| Written request |
Reproduce these lines verbatim, starting at the line containing "Is there any long" and ending after the line containing "236;198;273;251".

(Collected data)

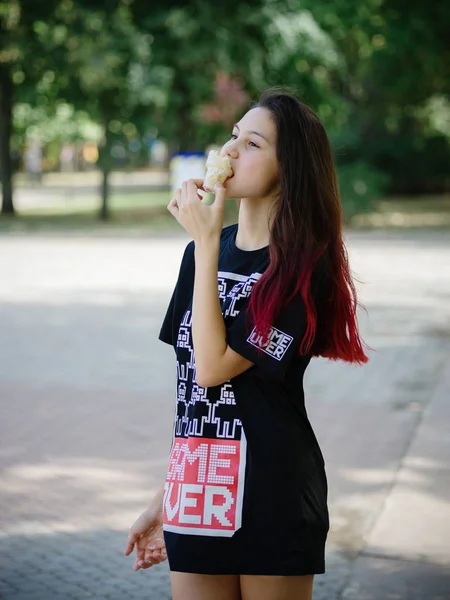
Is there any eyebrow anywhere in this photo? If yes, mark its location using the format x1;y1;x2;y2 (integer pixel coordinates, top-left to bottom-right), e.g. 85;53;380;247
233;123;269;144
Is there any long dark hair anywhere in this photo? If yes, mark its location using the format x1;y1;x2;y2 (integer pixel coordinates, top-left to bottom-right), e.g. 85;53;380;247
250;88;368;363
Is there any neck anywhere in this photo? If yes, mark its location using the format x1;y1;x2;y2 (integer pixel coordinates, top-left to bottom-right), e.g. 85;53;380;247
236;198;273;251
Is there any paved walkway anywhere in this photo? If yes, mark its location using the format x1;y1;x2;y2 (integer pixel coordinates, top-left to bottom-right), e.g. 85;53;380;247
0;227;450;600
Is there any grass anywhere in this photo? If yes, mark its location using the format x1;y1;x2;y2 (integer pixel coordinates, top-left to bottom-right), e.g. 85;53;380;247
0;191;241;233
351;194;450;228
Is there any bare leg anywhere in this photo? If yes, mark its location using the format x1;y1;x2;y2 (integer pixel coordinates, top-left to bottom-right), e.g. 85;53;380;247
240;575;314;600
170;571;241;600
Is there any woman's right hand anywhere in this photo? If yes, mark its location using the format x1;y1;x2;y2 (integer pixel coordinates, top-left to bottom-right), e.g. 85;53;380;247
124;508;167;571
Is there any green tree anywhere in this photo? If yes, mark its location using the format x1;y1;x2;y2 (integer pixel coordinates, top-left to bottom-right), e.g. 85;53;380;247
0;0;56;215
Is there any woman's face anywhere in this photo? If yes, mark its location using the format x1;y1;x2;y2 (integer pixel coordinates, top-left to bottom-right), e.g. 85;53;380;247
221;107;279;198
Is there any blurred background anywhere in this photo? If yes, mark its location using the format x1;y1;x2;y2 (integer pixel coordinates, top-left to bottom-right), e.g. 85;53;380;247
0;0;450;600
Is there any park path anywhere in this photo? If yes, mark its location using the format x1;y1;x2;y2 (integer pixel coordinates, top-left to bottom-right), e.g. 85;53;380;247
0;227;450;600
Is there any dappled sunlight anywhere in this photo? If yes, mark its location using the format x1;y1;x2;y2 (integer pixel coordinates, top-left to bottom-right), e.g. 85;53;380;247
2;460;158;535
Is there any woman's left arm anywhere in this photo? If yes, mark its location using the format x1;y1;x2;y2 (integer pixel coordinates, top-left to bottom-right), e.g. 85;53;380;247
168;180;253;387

...

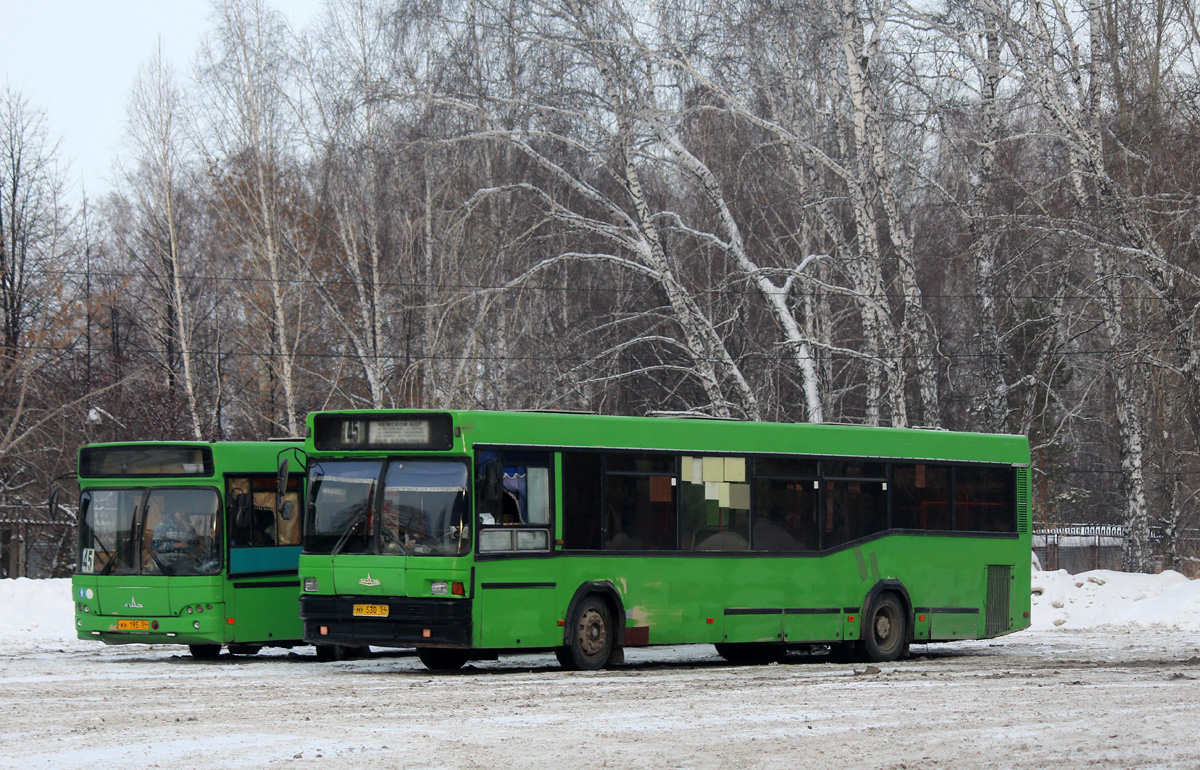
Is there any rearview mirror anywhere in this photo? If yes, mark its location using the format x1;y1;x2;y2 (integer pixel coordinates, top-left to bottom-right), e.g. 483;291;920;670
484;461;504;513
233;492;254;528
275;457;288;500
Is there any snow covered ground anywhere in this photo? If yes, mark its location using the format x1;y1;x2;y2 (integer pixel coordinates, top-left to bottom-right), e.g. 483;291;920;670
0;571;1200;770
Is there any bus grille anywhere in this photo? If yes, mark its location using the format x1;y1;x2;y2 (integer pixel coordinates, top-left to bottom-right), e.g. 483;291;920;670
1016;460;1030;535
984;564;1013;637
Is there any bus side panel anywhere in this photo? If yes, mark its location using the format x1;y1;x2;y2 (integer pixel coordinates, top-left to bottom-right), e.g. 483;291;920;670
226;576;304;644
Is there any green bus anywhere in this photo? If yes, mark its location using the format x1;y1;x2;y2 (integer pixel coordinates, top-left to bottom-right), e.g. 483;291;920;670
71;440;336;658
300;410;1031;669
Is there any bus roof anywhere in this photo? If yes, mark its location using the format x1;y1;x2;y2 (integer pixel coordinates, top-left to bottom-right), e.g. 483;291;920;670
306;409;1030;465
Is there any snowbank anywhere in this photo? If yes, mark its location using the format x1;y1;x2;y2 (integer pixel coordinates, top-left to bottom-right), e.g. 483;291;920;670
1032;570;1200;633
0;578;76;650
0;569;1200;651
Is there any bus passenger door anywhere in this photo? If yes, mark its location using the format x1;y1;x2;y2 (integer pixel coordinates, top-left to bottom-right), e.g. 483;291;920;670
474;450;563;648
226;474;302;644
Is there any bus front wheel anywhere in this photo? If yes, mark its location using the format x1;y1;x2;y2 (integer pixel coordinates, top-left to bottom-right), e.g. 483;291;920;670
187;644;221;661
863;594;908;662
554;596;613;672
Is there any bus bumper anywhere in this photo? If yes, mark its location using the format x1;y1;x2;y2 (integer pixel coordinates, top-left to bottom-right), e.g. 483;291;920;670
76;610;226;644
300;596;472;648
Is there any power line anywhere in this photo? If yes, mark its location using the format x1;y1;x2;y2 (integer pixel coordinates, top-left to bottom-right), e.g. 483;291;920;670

| Written response |
Is there any long dark hair anywhere in this photo? If yes, mark its location using the format x1;y1;x2;y2 (integer pixel coordinates, top-left to bottom-right), e.g. 85;53;380;247
250;88;368;363
Is there any neck anywhere in this photo? If yes, mark its location using the format x1;y1;x2;y2 (integer pixel coordinates, top-left to bottom-right), e.g. 85;53;380;247
236;198;273;251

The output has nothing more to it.